Written request A ▸ Who is credited as conductor in the Zauberflöte recording details below?
============================================================
Mozart (Die) Zauberflöte

Record and Artist Details

Composer or Director: Wolfgang Amadeus Mozart

Genre:

Opera

Label: Decca

Media Format: CD or Download

Media Runtime: 156

Mastering:

ADD

Catalogue Number: 414 568-2DH3

Tracks:

Composition Artist Credit
(Die) Zauberflöte, '(The) Magic Flute' Wolfgang Amadeus Mozart, Composer
Cristina Deutekom, Queen of Night, Soprano
Dietrich Fischer-Dieskau, Speaker, Bass
Georg Solti, Conductor
Gerhard Stolze, Monostatos, Tenor
Hanneke van Bork, First Lady, Soprano
Hans Sotin, Second Armed Man, Bass
Herbert Lackner, Second Priest, Tenor
Hermann Prey, Papageno, Baritone
Hetty Plümacher, Third Lady, Mezzo soprano
Kurt Equiluz, First Priest, Bass
Martti Talvela, Sarastro, Bass
Pilar Lorengar, Pamina, Soprano
Renate Holm, Papagena, Soprano
René Kollo, First Armed Man, Tenor
Stuart Burrows, Tamino, Tenor
Vienna Boys' Choir
Vienna Philharmonic Orchestra
Vienna State Opera Chorus
Wolfgang Amadeus Mozart, Composer
Wolfgang Zimmer, Third Priest, Speaker
Wolfgang Zimmer, Third Priest, Speaker
Yvonne Minton, Second Lady, Soprano
Memory has a trick of losing the good, the nice and the normal, and retaining only the oddities, which then swell into grotesque self-caricatures. So, taking a preliminary mental survey of Solti's Die Zauberflote, I recalled stingingly fierce sforzandos in the Overture, accomplished contortions in the Queen of Night's passage-work, a craggily gigantic Sarastro, and the whole thing punctuated by claps of thunder whose every onset threatened a heart attack. Reality, of course, proves much less extreme. The sforzandos do jab too insistently but as a whole the Overture is finely played, with its due complement of majesty and mystery, energy and grace. Cristina Deutekom certainly produces a curious effect as she juggles with the scales and triplets, staccati and altissimi of her arias; however, her accuracy and firmness earn gratitude, while the strange cold glitter of her tone characterizes aptly. As for Talvela's Sarastro, its phrases are often rough-hewn, but there is rich magnificence in the ample range, the notes themselves and the authority of utterance. The thunder, roaring lions and all else in the producer's effects department take their places quite naturally, and from the background (or what memory had relegated to the background) emerges a wide assortment of pleasures, partly a matter of individual performances, but adding up to a highly viable, competitive account of the opera, its cohesiveness and conviction enhanced by transfer to CD.
============================================================
Written request B ▸ Please duplicate the rows below word for word, omitting the pictures.

Records supplied ▸
============================================================
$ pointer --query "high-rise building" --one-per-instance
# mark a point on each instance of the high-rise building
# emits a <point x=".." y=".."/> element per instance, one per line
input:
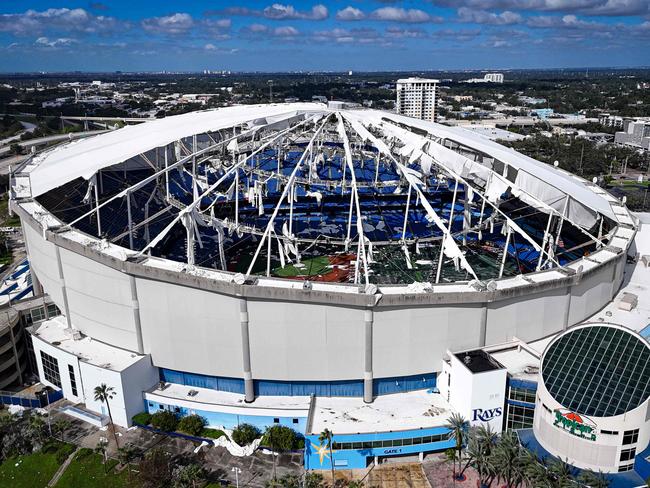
<point x="494" y="77"/>
<point x="636" y="133"/>
<point x="416" y="97"/>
============================================================
Full answer A ▸ Georg Solti

Full answer B ▸
$ pointer --query "high-rise building" --one-per-instance
# mark a point on each instance of the high-rise building
# emits a <point x=".." y=".."/> element per instance, one per line
input:
<point x="494" y="77"/>
<point x="636" y="133"/>
<point x="416" y="97"/>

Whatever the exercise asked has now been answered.